Problem details: Please reproduce every line of the material below word for word. Leave the pictures out of your answer.

Position identification records:

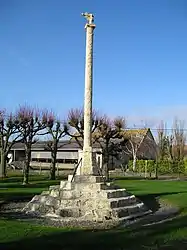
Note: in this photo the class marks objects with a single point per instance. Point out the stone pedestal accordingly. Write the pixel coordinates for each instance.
(88, 201)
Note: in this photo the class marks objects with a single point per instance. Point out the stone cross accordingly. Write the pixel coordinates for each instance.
(87, 156)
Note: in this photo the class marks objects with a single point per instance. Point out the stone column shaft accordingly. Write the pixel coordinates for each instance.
(87, 166)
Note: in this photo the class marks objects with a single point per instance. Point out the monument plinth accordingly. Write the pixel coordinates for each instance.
(87, 200)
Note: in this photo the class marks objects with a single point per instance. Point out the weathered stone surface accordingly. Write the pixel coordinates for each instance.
(85, 201)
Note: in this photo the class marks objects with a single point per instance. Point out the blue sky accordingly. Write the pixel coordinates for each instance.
(140, 56)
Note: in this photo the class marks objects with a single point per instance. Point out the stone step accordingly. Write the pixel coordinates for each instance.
(88, 179)
(129, 210)
(132, 217)
(122, 201)
(45, 192)
(69, 194)
(68, 212)
(114, 193)
(54, 187)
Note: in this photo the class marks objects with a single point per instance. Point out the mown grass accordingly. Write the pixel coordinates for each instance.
(170, 235)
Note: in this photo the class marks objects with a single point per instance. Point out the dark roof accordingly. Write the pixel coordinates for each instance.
(42, 144)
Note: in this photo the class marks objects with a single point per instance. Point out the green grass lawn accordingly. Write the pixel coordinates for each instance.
(170, 235)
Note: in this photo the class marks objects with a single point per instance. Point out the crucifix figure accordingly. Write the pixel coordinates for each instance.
(89, 17)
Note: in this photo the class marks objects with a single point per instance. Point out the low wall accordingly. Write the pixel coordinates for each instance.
(46, 165)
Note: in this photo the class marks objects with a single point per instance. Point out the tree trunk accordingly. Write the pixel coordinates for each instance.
(3, 165)
(26, 166)
(53, 165)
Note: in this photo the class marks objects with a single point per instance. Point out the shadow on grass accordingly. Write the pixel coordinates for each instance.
(153, 237)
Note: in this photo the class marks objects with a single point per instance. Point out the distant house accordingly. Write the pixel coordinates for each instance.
(140, 142)
(67, 156)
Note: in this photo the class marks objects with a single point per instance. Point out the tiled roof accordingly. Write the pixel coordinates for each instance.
(133, 132)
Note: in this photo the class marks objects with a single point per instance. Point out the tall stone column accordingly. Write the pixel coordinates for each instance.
(87, 163)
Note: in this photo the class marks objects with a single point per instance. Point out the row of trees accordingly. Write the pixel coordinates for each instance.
(27, 124)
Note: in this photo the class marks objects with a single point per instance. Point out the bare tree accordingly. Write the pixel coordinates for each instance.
(74, 126)
(138, 139)
(164, 142)
(178, 142)
(178, 139)
(56, 131)
(107, 135)
(30, 123)
(9, 135)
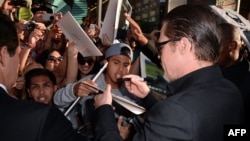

Reply to the task:
Note: in this photo the class marks objects with a single point per instance. Point out the stone pedestal accordingly. Write the pixel coordinates for each instance.
(88, 201)
Note: in this photo the class marks objects with a single point per instance. Point out the stone cross accordingly. Write the pixel coordinates for each instance.
(87, 156)
Note: in this photo the class marks objects with a single point per instance. Point out the stone column shaft accordingly. Write the pixel coordinates for each instance.
(87, 166)
Note: in this photo the class marks objects with a single point per instance. Point out the monument plinth accordingly. Write the pixel coordinates for each instance.
(87, 200)
Note: in this photo the class marks objects with a single point per instance. Point out the weathered stone surface accordingly. Write the pixel coordinates for each instance.
(85, 201)
Note: in this photo the class marks objects with a single point per instance. Point out the blue sky accordingly. Write the pixel coordinates for each instance.
(140, 56)
Note: in this photo the class marks objects with a single point per instance. Point out the stone step accordingly. Write the pixel coordinates for each instance.
(88, 179)
(129, 210)
(132, 217)
(122, 201)
(45, 192)
(69, 194)
(68, 212)
(114, 193)
(54, 187)
Note: in this photo the class marks objects with a single point per instance. Point out the mown grass accordingly. Write the pixel coordinates for each instance.
(170, 235)
Note: in this photo the class marks objects with a single point per instance. Point out the dark roof accordingly. Write the pixel coordinates for each instance.
(42, 144)
Note: in this photo the class marks objects with a single point per instance. Point out the green grass lawn accordingly. Write the pixel coordinates for each instance.
(170, 235)
Note: in this photo the class marks objects with a single point per instance. Point out the crucifix figure accordingly. Write the pixel coordinates for each instance.
(89, 17)
Note: in this photo the class marks objects with a single point per instance. Point out the low wall accordingly. Write the pixel coordinates for each instance.
(46, 165)
Note: in this photo the class marks objects with a single point per instance. Point out the tree trunk accordingly. Write the pixel coordinates for each instance.
(3, 165)
(26, 166)
(53, 165)
Note: in this photo the class marks objects with a single point per instance. Point out the shadow on grass accordingly. Write the pixel coordinates for each instance.
(153, 237)
Note: in this photo the class marks objects with a single point per instance. Point out the distant house accordingly. Write the pixel coordinates for each instance.
(140, 142)
(67, 156)
Note: in this photo the class marks objects with a single point per instance. Point out the tiled roof accordingly. Write the pixel coordinates for each instance.
(133, 132)
Note: in this photo the class marks objects with a single point per instance. Point out the tall stone column accordingly. Write the pixel coordinates for each instance.
(87, 163)
Note: in this photo the class marks objects with a single point per instance. Point out the row of trees accordingly. Write the pixel coordinates for each instance.
(27, 124)
Note: in this photo the class marks objects with a single point per instance. Point out the bare tree accordingly. Write the pixel coordinates for each instance.
(74, 126)
(138, 139)
(164, 142)
(178, 142)
(178, 139)
(56, 131)
(107, 135)
(30, 123)
(9, 135)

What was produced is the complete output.